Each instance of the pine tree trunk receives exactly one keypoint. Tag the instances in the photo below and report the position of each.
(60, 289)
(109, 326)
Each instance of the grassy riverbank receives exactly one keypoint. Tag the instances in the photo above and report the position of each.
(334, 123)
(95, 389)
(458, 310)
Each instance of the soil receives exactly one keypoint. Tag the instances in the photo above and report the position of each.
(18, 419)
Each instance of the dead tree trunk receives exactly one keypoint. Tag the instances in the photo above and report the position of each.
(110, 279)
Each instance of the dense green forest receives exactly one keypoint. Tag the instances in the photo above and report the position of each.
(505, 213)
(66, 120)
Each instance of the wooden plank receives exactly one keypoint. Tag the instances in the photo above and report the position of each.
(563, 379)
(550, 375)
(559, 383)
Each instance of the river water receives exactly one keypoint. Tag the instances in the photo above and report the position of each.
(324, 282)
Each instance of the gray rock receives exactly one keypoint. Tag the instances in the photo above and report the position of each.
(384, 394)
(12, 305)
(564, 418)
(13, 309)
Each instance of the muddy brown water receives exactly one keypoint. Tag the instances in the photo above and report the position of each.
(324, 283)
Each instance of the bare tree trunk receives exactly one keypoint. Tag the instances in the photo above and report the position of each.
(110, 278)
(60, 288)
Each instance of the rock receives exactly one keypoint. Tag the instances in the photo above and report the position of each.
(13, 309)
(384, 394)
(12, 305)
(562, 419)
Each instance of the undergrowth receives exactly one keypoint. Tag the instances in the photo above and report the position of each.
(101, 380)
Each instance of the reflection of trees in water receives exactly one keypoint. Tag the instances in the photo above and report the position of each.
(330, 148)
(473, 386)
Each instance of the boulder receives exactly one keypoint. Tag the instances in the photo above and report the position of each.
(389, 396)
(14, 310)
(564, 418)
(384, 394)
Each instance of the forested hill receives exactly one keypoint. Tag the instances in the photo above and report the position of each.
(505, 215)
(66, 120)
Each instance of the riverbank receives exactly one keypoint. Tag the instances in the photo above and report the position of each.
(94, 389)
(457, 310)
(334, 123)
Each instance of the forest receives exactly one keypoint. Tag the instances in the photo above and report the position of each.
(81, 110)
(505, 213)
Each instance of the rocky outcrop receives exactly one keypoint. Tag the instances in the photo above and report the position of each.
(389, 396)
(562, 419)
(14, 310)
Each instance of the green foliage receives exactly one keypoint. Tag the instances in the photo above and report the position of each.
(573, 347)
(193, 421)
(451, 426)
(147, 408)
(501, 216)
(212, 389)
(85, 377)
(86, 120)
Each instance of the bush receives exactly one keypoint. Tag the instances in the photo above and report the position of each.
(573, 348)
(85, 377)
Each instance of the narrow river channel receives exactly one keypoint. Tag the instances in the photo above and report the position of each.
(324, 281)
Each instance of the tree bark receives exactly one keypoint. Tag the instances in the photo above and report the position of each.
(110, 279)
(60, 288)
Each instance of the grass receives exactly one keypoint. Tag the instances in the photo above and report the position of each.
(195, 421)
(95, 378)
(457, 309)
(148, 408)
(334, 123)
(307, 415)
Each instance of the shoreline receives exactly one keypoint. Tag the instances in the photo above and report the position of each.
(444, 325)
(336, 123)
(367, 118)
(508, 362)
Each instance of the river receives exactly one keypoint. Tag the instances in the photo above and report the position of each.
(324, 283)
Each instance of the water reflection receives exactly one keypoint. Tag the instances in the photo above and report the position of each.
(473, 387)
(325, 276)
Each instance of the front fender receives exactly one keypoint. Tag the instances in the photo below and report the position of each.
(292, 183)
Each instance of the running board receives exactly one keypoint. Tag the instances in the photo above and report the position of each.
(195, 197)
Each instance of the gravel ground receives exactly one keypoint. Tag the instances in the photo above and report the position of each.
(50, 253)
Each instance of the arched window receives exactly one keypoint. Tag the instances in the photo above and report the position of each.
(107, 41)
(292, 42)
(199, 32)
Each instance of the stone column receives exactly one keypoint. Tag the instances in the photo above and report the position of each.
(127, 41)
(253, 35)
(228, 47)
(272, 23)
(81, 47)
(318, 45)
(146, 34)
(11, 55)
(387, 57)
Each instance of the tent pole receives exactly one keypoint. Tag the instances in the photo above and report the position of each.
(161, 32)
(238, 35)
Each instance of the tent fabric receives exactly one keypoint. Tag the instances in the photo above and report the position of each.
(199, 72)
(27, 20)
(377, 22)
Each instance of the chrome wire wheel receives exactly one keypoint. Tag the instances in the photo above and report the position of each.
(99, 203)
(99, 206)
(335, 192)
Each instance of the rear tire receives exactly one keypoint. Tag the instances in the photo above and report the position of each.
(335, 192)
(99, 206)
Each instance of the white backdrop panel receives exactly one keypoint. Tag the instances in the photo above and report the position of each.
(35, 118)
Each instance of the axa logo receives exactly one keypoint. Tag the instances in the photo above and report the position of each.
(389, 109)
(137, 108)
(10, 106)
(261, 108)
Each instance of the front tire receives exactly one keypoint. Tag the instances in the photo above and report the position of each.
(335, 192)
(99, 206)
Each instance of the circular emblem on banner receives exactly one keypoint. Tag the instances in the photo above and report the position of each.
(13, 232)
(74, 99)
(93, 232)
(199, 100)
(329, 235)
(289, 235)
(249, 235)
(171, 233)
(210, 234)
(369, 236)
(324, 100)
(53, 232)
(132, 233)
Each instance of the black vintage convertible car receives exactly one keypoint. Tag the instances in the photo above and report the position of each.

· · · ·

• _Problem to solve_:
Each entry above must be repeated exactly, with nothing dropped.

• _Solution to this exercise_:
Each instance of the pine tree trunk receives exactly one keypoint. Tag the instances in the photo below and report the position of each.
(60, 289)
(109, 326)
Each instance of the grassy riverbank receives exactly one keypoint. Tag the instances in the photo above and report the position of each.
(334, 123)
(95, 389)
(458, 310)
Each instance of the soil receives exactly one keypoint. Tag the instances in the photo above and report the position of each.
(18, 419)
Each instance of the dead tree trunk receives exactly one keypoint. Tag the instances in the photo above and report the position of each.
(110, 279)
Each instance of the dense green forest receives exactly one keypoint. Tag the instances in the photo above and report the position of each.
(505, 213)
(66, 120)
Each instance of the wooden plank receives exactly one keypoint. Tag the instances in the photo above and report the position of each.
(563, 379)
(550, 375)
(559, 383)
Each instance of the river water receives exactly one keypoint. Tag the instances in the photo above and report the position of each.
(324, 282)
Each instance of the gray rock receives exactly one keypoint. Tag the instances in the photo above and report the position of each.
(384, 394)
(12, 305)
(564, 418)
(13, 309)
Each instance of the muddy brown water receives exactly one keypoint. Tag the instances in the photo above and report the position of each.
(324, 283)
Each instance of the bare tree trunk receives exactly one keypoint. Tag the instances in the photo above and report the position of each.
(110, 278)
(60, 288)
Each instance of the rock receives exactly one keypoint. Tag the instances in the photo above and report the position of each.
(13, 309)
(384, 394)
(12, 305)
(562, 419)
Each instance of the undergrowth receives exactly one keypoint. Tag the instances in the photo above and report the position of each.
(101, 380)
Each instance of the reflection of trees in water receives exactly one keypoint. Tag the instances in the photo above and report the position of each.
(330, 148)
(473, 386)
Each instance of the boulder receives exactly one keypoint. Tag the instances in the photo above and report the position of each.
(389, 396)
(14, 310)
(564, 418)
(384, 394)
Each instance of the forested hill receives exactly one keypoint. Tag the instances in the photo above and report the position of each.
(505, 215)
(66, 120)
Each instance of the riverbank receives exactly one keypoint. Tag the instances in the photo above and report the position of each.
(94, 389)
(457, 310)
(334, 123)
Each instance of the forest receives exactly one keypoint. Tag the instances in the photo above and report the position of each.
(81, 110)
(505, 213)
Each instance of the rocky outcrop receives exactly one keypoint. Tag the instances in the photo above and report the position of each.
(389, 396)
(562, 419)
(14, 310)
Each instance of the green foliage receives exactly one keypoint. Tag the instances in the photo above and report the position of each.
(573, 347)
(193, 421)
(451, 426)
(147, 408)
(501, 216)
(212, 389)
(85, 377)
(86, 120)
Each instance of the bush receives exactly one keypoint. Tag the instances in the photo above and report the position of each.
(573, 348)
(85, 377)
Each instance of the narrow river channel receives exactly one keypoint. Tag the instances in the photo above and report the position of each.
(324, 281)
Each instance of the tree bark receives exactly one keypoint. Tag the instances in the photo above and report the position of each.
(110, 279)
(60, 288)
Each instance of the grass receives exactly one keypoint. Tag the instances in the photo above and report the position of each.
(195, 421)
(95, 378)
(457, 309)
(148, 408)
(334, 123)
(307, 415)
Each instance of the shoreline receives exactly one keypoint. Tag the instances in the photo above and report the position of each.
(444, 325)
(336, 123)
(367, 118)
(508, 362)
Each instance of the river receives exactly one keypoint. Tag the instances in the photo above and report the position of each.
(324, 283)
Each instance of the water reflection receives exactly one keypoint. Tag the instances in the photo above and report the position of each.
(473, 387)
(325, 276)
Each instance of the front fender receives exactly one keypoint. Tag the instances in the photo below and report the position of each.
(292, 183)
Each instance of the running board receives exactly one keypoint. Tag the instances in the photo above and report the position of each.
(195, 197)
Each instance of the gravel ground receives exactly one keypoint. Tag the instances in the photo above and report the position of each.
(50, 253)
Each instance of the arched window receives exactly one keypoint. Tag the instances in the photo above and report the position of each.
(107, 41)
(292, 42)
(199, 32)
Each instance of the stone column receives exactly one keypoint. Tag the instances in the photo above and report the position of each.
(127, 41)
(253, 35)
(228, 47)
(272, 23)
(81, 47)
(318, 45)
(146, 34)
(11, 55)
(387, 57)
Each instance of the tent pole receives exactly one keypoint. Tag the instances in the photo above and report the position of each.
(161, 32)
(238, 35)
Each instance of the tent fabric receives exactly one keypoint. Tag the instances in the photo above and report the position of each.
(199, 72)
(27, 20)
(377, 22)
Each instance of the chrome wire wheel receives exactly one keypoint. Tag the instances in the photo above and report the position of each.
(99, 203)
(99, 206)
(335, 192)
Each instance of the rear tire receives exactly one keypoint. Tag the instances in the photo above and report the position of each.
(335, 192)
(99, 206)
Each instance of the white backdrop panel receives exactly one keypoint. Tag the instances in the photo above and report the position of each.
(35, 118)
Each instance of the axa logo receives exactly one keypoint. Tag the instances in the photo above and report the position of each.
(389, 109)
(137, 108)
(10, 106)
(261, 108)
Each instance of the front tire receives exactly one keypoint. Tag the instances in the photo above and report the position of each.
(335, 192)
(99, 206)
Each instance of the circular emblem on banner receives exactly one keypoint. Tag the instances in the photo above and report the position of each.
(13, 232)
(74, 99)
(93, 232)
(199, 100)
(329, 235)
(289, 235)
(249, 235)
(171, 233)
(210, 234)
(369, 236)
(324, 100)
(53, 232)
(132, 233)
Each instance of the black vintage convertible car receives exactly one keypoint. Tag the instances in the photo above and report the position of each.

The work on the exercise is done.